* _The exercise_
Begin with the line containing "Annotate every instance of the window frame" and copy each line exactly through the last line of the entries, inclusive.

* _Supplied records_
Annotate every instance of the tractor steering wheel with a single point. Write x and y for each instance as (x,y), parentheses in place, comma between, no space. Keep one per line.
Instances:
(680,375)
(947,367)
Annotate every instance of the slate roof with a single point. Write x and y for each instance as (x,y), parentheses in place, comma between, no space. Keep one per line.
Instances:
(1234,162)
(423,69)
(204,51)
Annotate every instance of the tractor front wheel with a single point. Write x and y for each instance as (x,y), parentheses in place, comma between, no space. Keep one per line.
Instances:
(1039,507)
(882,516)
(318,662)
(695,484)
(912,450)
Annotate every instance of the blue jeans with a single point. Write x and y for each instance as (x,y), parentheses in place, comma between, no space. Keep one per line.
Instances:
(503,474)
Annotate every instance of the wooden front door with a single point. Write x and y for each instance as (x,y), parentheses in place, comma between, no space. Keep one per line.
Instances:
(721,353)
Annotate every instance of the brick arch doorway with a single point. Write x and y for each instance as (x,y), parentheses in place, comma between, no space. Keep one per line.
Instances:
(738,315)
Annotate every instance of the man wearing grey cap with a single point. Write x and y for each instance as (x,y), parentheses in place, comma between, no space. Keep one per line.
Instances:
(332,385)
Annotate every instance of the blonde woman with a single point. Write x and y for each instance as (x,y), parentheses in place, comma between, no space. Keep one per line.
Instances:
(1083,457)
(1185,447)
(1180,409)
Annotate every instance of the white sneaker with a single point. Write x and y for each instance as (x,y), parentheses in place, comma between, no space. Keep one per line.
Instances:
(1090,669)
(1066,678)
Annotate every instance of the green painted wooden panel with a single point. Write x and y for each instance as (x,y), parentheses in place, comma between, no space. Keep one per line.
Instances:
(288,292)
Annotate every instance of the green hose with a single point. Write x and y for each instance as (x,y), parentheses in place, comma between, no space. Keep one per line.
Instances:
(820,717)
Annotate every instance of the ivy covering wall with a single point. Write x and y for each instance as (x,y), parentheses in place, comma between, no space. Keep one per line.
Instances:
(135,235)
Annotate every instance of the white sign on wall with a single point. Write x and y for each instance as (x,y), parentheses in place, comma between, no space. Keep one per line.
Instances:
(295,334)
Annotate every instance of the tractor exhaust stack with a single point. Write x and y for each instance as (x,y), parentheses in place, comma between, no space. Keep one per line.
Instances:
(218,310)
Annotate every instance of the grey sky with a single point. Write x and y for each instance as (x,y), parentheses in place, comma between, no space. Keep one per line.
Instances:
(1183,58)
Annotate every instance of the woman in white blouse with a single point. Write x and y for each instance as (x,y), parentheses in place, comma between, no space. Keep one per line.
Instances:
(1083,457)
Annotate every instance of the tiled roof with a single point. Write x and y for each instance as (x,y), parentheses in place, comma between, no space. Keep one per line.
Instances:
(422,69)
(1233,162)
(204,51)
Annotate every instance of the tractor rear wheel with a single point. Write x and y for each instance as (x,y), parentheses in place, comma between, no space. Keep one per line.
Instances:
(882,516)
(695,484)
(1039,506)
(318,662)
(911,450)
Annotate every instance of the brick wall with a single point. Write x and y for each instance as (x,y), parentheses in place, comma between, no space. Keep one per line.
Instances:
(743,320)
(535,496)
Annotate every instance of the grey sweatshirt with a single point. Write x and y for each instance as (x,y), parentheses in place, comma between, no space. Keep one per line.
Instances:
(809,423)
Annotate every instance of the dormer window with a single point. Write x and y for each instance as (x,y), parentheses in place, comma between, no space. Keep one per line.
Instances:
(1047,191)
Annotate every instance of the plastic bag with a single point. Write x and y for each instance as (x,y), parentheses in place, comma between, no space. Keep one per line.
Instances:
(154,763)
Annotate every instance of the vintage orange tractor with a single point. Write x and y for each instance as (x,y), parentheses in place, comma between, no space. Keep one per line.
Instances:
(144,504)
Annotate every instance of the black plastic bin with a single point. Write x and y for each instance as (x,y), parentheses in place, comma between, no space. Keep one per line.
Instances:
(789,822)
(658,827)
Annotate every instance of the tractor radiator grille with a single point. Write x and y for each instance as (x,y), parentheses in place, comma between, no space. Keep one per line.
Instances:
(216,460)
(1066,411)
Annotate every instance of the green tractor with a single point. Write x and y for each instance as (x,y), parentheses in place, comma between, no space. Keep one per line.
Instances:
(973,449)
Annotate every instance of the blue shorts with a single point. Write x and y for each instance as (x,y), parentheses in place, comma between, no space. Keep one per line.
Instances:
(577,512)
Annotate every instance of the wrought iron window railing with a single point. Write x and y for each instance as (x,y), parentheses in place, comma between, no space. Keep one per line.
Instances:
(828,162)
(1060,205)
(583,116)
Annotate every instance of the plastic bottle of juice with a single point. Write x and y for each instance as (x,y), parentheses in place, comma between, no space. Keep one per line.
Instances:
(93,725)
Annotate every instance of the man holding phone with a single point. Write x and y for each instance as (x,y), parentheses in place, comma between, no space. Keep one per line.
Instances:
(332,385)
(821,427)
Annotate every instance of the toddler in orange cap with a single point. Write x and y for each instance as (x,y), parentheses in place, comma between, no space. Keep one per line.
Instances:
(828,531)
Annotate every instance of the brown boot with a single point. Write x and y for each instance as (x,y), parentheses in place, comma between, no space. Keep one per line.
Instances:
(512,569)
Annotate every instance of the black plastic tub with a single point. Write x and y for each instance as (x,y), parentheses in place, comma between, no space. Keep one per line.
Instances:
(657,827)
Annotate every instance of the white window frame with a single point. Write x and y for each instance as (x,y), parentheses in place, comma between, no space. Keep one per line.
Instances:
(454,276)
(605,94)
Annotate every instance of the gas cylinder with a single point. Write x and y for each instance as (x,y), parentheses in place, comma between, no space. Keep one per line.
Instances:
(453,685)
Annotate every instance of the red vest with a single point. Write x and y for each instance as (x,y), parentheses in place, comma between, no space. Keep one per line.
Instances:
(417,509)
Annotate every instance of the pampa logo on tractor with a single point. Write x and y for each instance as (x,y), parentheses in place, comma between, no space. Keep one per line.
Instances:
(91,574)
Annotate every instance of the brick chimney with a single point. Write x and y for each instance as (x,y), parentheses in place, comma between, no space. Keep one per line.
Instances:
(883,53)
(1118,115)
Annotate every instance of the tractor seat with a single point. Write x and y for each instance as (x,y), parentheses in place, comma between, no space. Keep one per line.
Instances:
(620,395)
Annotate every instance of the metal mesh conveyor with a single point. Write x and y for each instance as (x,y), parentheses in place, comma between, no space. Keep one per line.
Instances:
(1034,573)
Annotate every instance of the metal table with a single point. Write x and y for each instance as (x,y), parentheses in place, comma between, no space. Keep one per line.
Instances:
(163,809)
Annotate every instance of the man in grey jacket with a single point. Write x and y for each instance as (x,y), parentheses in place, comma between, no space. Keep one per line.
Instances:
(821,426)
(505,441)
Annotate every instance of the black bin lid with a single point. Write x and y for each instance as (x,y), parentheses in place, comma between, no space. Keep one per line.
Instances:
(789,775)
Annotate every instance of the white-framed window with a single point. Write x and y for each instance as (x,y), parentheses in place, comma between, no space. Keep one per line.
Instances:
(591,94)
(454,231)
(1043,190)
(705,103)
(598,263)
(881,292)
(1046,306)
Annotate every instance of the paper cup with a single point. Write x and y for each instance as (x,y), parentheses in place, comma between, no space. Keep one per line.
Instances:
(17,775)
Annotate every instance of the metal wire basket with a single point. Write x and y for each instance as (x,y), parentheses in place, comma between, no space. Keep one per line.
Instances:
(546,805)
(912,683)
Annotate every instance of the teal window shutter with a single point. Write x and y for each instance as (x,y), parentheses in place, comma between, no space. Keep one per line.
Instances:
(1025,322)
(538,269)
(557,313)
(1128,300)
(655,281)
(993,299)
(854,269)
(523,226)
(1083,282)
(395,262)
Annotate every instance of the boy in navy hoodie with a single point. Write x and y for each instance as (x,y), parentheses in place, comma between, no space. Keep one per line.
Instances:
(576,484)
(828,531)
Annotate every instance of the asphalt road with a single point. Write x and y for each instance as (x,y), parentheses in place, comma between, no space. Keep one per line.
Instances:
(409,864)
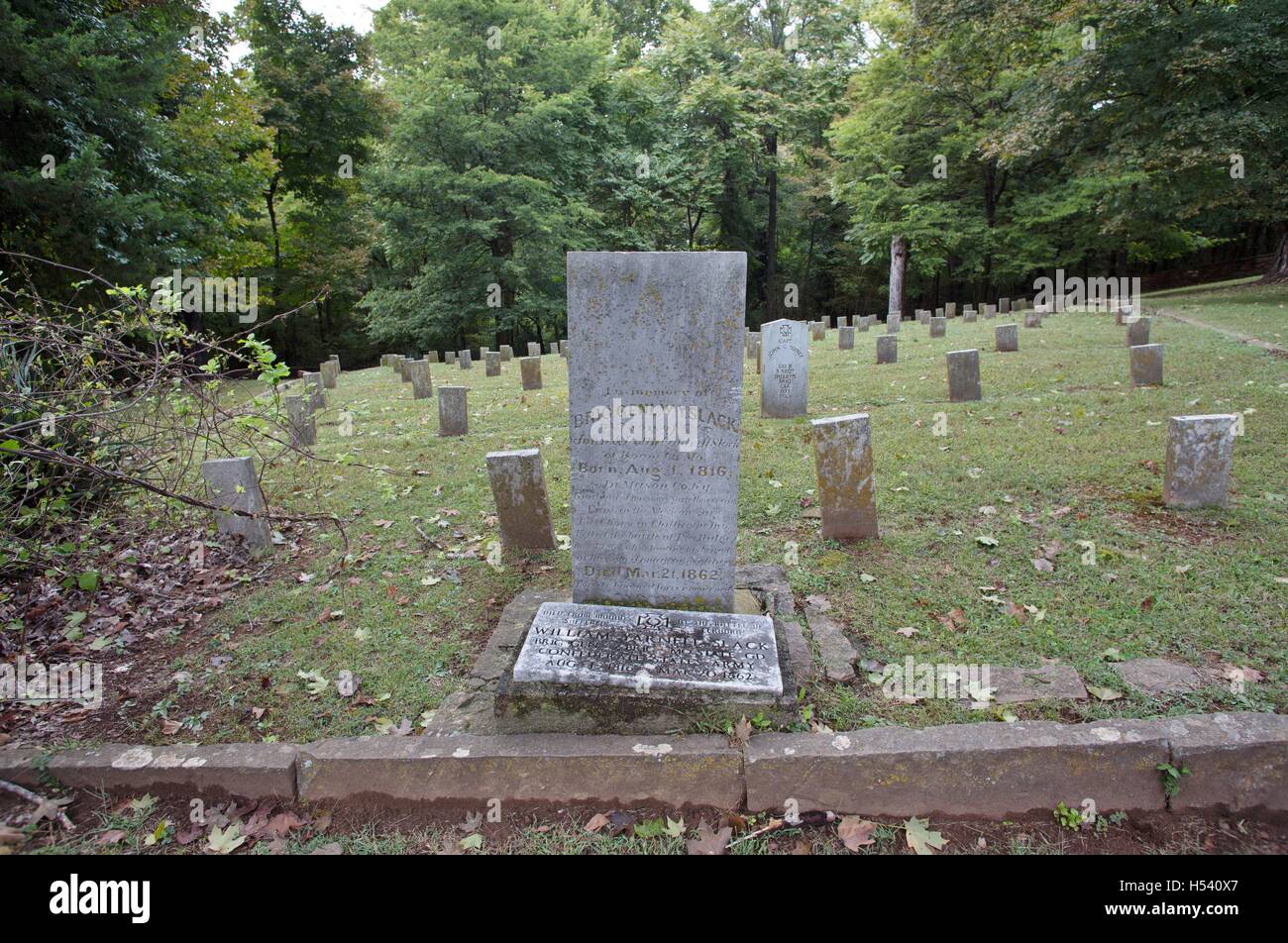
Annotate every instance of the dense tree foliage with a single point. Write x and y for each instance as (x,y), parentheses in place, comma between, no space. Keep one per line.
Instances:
(419,187)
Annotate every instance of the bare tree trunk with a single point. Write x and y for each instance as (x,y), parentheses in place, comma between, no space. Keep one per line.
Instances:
(898,265)
(1279,266)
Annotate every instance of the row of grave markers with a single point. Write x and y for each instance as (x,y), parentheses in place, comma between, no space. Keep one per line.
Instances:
(1199,450)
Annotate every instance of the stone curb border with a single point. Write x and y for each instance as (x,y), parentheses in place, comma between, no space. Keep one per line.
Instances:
(1235,762)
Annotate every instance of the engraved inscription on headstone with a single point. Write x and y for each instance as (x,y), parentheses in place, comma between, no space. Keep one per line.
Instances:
(655,398)
(617,646)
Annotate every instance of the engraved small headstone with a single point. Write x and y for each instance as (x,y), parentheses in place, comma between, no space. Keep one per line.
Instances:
(454,419)
(888,348)
(1146,365)
(962,375)
(232,483)
(519,491)
(529,372)
(842,463)
(785,369)
(1199,457)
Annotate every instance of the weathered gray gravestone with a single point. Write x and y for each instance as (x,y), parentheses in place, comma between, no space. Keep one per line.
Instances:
(1199,455)
(421,385)
(1137,331)
(1146,365)
(454,419)
(842,462)
(529,371)
(962,375)
(519,491)
(300,423)
(655,491)
(313,389)
(231,483)
(785,369)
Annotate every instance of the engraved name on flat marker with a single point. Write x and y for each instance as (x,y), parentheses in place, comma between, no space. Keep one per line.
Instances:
(616,646)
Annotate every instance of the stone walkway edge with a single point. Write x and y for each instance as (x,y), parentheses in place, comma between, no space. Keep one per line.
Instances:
(1234,763)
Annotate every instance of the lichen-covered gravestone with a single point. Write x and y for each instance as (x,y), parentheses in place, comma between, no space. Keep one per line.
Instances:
(785,369)
(842,462)
(962,375)
(529,371)
(1146,365)
(1199,457)
(454,418)
(300,423)
(519,491)
(232,483)
(421,385)
(655,401)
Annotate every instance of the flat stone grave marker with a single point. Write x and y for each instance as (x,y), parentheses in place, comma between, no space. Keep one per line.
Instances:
(962,375)
(655,484)
(454,419)
(232,483)
(529,371)
(519,491)
(1199,458)
(785,369)
(842,463)
(1146,365)
(658,650)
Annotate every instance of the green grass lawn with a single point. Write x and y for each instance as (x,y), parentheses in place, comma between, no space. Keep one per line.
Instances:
(1061,449)
(1260,311)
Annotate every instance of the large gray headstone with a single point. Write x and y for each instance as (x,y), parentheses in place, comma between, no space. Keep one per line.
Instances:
(655,522)
(785,368)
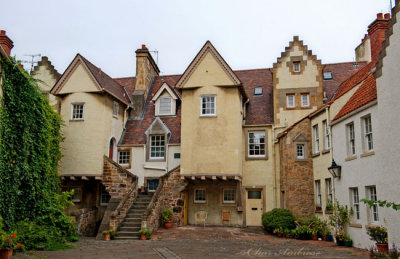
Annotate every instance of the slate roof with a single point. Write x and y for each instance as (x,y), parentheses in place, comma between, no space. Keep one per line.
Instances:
(365,94)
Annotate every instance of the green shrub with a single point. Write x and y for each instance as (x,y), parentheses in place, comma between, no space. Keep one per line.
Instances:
(278,218)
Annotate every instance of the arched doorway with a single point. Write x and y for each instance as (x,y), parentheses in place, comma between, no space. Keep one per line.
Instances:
(112,151)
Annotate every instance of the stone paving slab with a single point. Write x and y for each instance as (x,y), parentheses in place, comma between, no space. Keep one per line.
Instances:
(199,242)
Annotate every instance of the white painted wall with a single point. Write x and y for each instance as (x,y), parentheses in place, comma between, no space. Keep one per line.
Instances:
(388,133)
(359,172)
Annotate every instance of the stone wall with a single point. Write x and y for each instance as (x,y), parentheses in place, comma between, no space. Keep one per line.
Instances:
(296,175)
(122,187)
(86,221)
(168,195)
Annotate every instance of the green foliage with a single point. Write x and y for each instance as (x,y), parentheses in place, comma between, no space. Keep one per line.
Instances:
(29,153)
(166,215)
(146,232)
(382,204)
(378,234)
(278,218)
(340,217)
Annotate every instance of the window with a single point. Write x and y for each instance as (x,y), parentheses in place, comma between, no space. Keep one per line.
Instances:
(115,109)
(355,202)
(200,196)
(208,106)
(77,112)
(328,76)
(374,208)
(296,66)
(257,144)
(368,144)
(258,90)
(157,146)
(300,151)
(229,196)
(328,188)
(305,100)
(290,101)
(318,198)
(165,106)
(124,157)
(326,133)
(316,138)
(104,196)
(351,142)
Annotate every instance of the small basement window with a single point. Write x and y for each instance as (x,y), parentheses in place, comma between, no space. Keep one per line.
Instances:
(258,90)
(328,76)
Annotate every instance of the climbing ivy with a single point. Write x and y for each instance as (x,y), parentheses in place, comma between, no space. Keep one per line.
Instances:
(29,153)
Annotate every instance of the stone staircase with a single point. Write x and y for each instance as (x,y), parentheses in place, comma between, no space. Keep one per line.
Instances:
(130,227)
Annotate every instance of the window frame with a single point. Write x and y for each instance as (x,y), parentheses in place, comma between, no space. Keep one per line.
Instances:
(203,97)
(316,138)
(170,106)
(73,109)
(308,100)
(115,109)
(200,201)
(287,101)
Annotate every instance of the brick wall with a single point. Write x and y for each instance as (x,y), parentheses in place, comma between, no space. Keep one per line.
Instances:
(296,176)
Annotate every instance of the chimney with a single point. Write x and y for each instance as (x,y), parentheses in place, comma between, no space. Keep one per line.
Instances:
(376,33)
(146,70)
(5,42)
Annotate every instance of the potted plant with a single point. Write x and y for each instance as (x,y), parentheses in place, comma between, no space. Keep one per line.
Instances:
(348,242)
(379,235)
(145,234)
(166,216)
(7,245)
(108,234)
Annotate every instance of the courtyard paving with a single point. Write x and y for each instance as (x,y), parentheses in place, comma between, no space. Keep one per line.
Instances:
(199,242)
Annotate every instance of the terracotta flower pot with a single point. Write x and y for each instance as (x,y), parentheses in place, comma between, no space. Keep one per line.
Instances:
(383,248)
(6,253)
(168,224)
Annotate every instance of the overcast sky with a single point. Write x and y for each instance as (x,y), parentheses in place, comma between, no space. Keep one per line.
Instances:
(247,33)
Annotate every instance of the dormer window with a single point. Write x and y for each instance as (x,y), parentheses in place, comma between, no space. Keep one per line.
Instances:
(165,101)
(165,106)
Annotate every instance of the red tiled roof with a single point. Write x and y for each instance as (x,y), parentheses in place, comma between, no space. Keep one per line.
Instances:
(106,82)
(365,94)
(340,72)
(260,107)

* _Solution_
Annotate every instance of the window frame with a single point. Write x and y for each instance as (x,y), parentheses in place, comma between, no space. Keep one per line.
Instances:
(203,97)
(316,138)
(170,106)
(73,109)
(308,100)
(115,109)
(200,201)
(287,101)
Annotate every instance of the brick wall with a single point. Write x and y for each instance as (x,y), parentheses in place, comma between, no space. Keep one per line.
Instances:
(296,176)
Annotate every instance of the chimney with a single point. Write x and y for each instance as (x,y), parentheses in place, comma between, no space. Keep one per line.
Instances:
(376,33)
(146,70)
(5,42)
Annotate every instance of the potted plant with a single point. Write x and y for each instance as (x,y), parentheses in place, comma between, no space. Keep one per line.
Instances:
(348,242)
(379,235)
(145,234)
(166,216)
(7,245)
(108,234)
Annotate every instance of the courtyard paving with a single point. Write x and y for each instance as (x,y), parentheses in place, comma between, no space. Keep one per line.
Instances:
(199,242)
Annotate every instance of the terracotta flower pot with a single point. Write x and y for each instance as (x,y), parentheses in place, comma between, no space. Keep one per line.
Instances:
(383,248)
(6,253)
(168,224)
Annotate every instance of the overcast sky with a single point. Write x and y for each instance as (x,y), parentheses in place, comma between, no space. Keep one per line.
Instances:
(247,33)
Annotate every instance of the dormer window with a single point. Write x and y for each instance as (x,y), parentheses in place, comma between, no space. Keep one per line.
Instances:
(165,101)
(165,106)
Annotate every instance of the red tiled roof with a single point. Write x and y for each instance as (x,y), parentheses in place, comma between, no space. Keep one per line.
Instances:
(106,82)
(365,94)
(340,72)
(260,107)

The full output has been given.